_Jobs_.
A: Reproduce everything from "Respondent had pumps" down to "leak is detected." in the excerpt on hazardous waste violations, without any changes.
B: Answer these questions from the excerpt on hazardous waste violations:
(i) At which purge pot pumps did IDEM inspectors measure leaks of greater than 10,000 ppm?
(ii) Which line was not capped?
(iii) What defect did purge pot #1 have?
C: Go on with the excerpt on hazardous waste violations, beginning after its last sentence.

Respondent had pumps in light liquid service which were
leaking. IDEM inspectors measured leaks
of greater than 10,000 ppm at purge pot pumps 1, 5, and 6 and Respondent did
not repair the leaks as soon as practicable.
D. Pursuant
to 40 CFR 262.34(a)(1)(ii) referencing 40 CFR 265.1052(a)(2), (b)(2), and
(c)(1), each pump in light liquid service shall be checked by visual inspection
each calendar week for indications of liquids dripping from the pump seal. If there are indications of liquids dripping
from the pump seal, a leak is detected.
When a leak is detected, it shall be repaired as soon as practicable,
but not later than 15 days after it has been detected. Respondent failed to
conduct visual inspections of the purge pot pumps as required. Numerous pumps associated with the purge pots
had liquid waste purge dripping from the seals.
E. Pursuant
to 40 CFR 262.34(a)(1)(ii) referencing 40 CFR 265.1056, each open-ended valve
or line shall be equipped with a cap, blind flange, plug, or a second valve,
and be operated in accordance with the provisions of this part. Respondent did not equip each open-ended
valve or line as required. Specifically,
the line on the mix room system clean-out pump was not capped.
F. Pursuant
to 40 CFR 262.34(a)(1)(ii) referencing 40 CFR 265.1057, each valve in light
liquid service shall be monitored monthly to detect leaks. Respondent did not monitor valves in light
liquid service as required.
Specifically, Respondent did not monitor valves included in the
ancillary equipment from the paint mod applicators downstream to the point
where the transport pipes exit the production building.
G. Pursuant
to 40 CFR 262.34(a)(1)(ii) referencing 40 CFR 265.1064, each generator subject
to the provisions of this subpart shall comply with the recordkeeping
requirements of this section. Respondent
did not comply with the recordkeeping requirements for each piece of equipment,
including an ID number, location, equipment type, waste stream information, and
method of compliance including monitoring frequency.
H. Pursuant
to 40 CFR 262.34(a)(1)(ii) referencing 40 CFR 265.192, a generator with a new
tank system must have a written integrity assessment certified by an
independent, qualified, registered, professional engineer in accordance with 40
CFR 270.11(d) attesting that the system has sufficient structural integrity and
is acceptable for the storing and treating of hazardous waste. Respondent did not provide the required integrity
assessment for all ancillary equipment of hazardous waste Tank 19.
I. Pursuant
to 40 CFR 262.34(a)(1)(ii) referencing 40 CFR 265.193(b)(2), secondary
containment systems must be capable of detecting and collecting releases and
accumulated liquids until the collected material is removed. Respondent's
secondary containment system was not capable of detecting and collecting
releases and accumulated liquids.
Specifically, purge pot #1 had a hole in the bottom and there was
evidence of released material around the purge pot due to this opening.

_Available data_.
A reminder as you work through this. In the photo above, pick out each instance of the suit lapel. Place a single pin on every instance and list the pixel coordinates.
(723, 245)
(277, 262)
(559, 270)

_Responses for each task_.
A:
Respondent had pumps in light liquid service which were
leaking. IDEM inspectors measured leaks
of greater than 10,000 ppm at purge pot pumps 1, 5, and 6 and Respondent did
not repair the leaks as soon as practicable.
D. Pursuant
to 40 CFR 262.34(a)(1)(ii) referencing 40 CFR 265.1052(a)(2), (b)(2), and
(c)(1), each pump in light liquid service shall be checked by visual inspection
each calendar week for indications of liquids dripping from the pump seal. If there are indications of liquids dripping
from the pump seal, a leak is detected.

B:
(i) Purge pot pumps 1, 5, and 6.
(ii) The line on the mix room system clean-out pump.
(iii) A hole in the bottom.

C:
J. Pursuant
to 40 CFR 262.34(a)(1)(ii) referencing 40 CFR 265.193(f), ancillary equipment
must be provided with full secondary containment, except for above ground
piping, welded flanges, welded joints, and welded connections that are visually
inspected for leaks on a daily basis.
Respondent did not provide secondary containment for ancillary equipment
to hazardous waste Tank 19 and was not conducting daily inspections. Respondent's representative indicated that
the area around the purge pots is only inspected every 7 days and that the area
is subject to routine spills. At the
time of the inspection there was spillage noted from ongoing operations.
K. Pursuant
to 40 CFR 262.34(a)(1)(ii) referencing 40 CFR 265.194(b), a generator must use
appropriate controls and practices to prevent spills and overflows from tank or
secondary containment systems.
Respondent did not use appropriate controls and practices to prevent
spills and overflows from tank or secondary containment systems. Specifically, there was evidence of spills
and overflows from a conservation vent and fill port on the outside hazardous
waste tank.
L. Pursuant
to 40 CFR 262.34(a)(1)(ii) referencing 40 CFR 265.195, a generator must conduct
and document inspections of tank systems once each operating day. Respondent did not conduct or document the
required inspections. Specifically,
there was material in secondary containment and evidence of spills which
indicated that adequate daily inspections were not being conducted. Also, inspections were not documented for
ancillary equipment located inside the production building.
M. Pursuant
to 40 CFR 262.34(a)(1)(ii) referencing 40 CFR 265.196(b), spilled or leaked
waste from a tank system or secondary containment system must be removed within
24 hours or in as timely a manner as possible to prevent harm to human health
and the environment. Respondent did not
remove spilled or leaked waste within 24 hours or in as
timely a manner as possible to prevent harm to human health and the
environment. Specifically, the tray
serving as secondary containment for the clean-out pump in the paint mix room
had liquids in it and was routinely allowed to accumulate liquids without removing
them as required. Respondent's representative
indicated that liquid was removed weekly.
13. Due to
the pendency of OEA Cause No. 00-S-E-2618,
Respondent has not entered into an Agreed Order resolving the violations cited in the Notice of Violation issued in Case
No. 2004-13917-H, nor has IDEM issued a unilateral Notice and Order of the
Commissioner for these cited violations.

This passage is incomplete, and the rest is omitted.